GIVEN REQUEST - Lay out as a numbered list the stretch of the material below from the line containing "of the green" through the end of the material, leaving out blank lines.

[Pointing material]
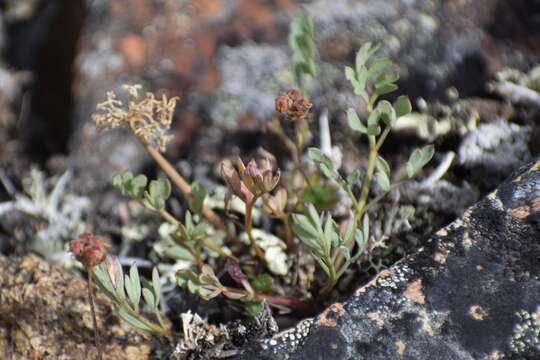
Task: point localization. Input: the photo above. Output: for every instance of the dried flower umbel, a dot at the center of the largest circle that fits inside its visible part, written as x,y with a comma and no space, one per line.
148,117
293,105
249,183
91,251
149,120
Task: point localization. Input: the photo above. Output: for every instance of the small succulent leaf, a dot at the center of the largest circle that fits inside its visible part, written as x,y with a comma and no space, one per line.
378,66
388,114
346,253
365,227
382,165
373,118
134,288
156,284
373,130
262,283
353,178
403,106
208,294
362,77
387,79
385,89
350,74
354,121
383,182
149,298
418,159
234,295
117,181
253,308
137,186
193,287
160,188
178,252
196,200
127,317
314,218
360,240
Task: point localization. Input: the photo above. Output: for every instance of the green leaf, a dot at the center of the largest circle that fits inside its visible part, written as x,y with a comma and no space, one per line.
382,165
362,76
382,181
379,65
388,114
137,186
160,188
350,74
418,159
127,317
385,89
353,178
117,181
320,195
133,286
149,298
373,118
156,284
373,130
403,106
196,200
262,283
178,252
354,121
253,308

RESULT -
1. Task: point localization. Input: the photo above. Output: for every instance of the green leaf, a dot at the center of the largest circle that fits inside its visible part, written as x,y with a comma and no space, one per line.
2. 382,165
3. 362,76
4. 382,181
5. 379,65
6. 388,114
7. 137,186
8. 160,188
9. 350,74
10. 418,159
11. 127,317
12. 385,89
13. 353,178
14. 117,181
15. 320,195
16. 133,286
17. 149,298
18. 373,118
19. 156,284
20. 373,130
21. 403,106
22. 196,200
23. 262,283
24. 178,252
25. 354,121
26. 253,308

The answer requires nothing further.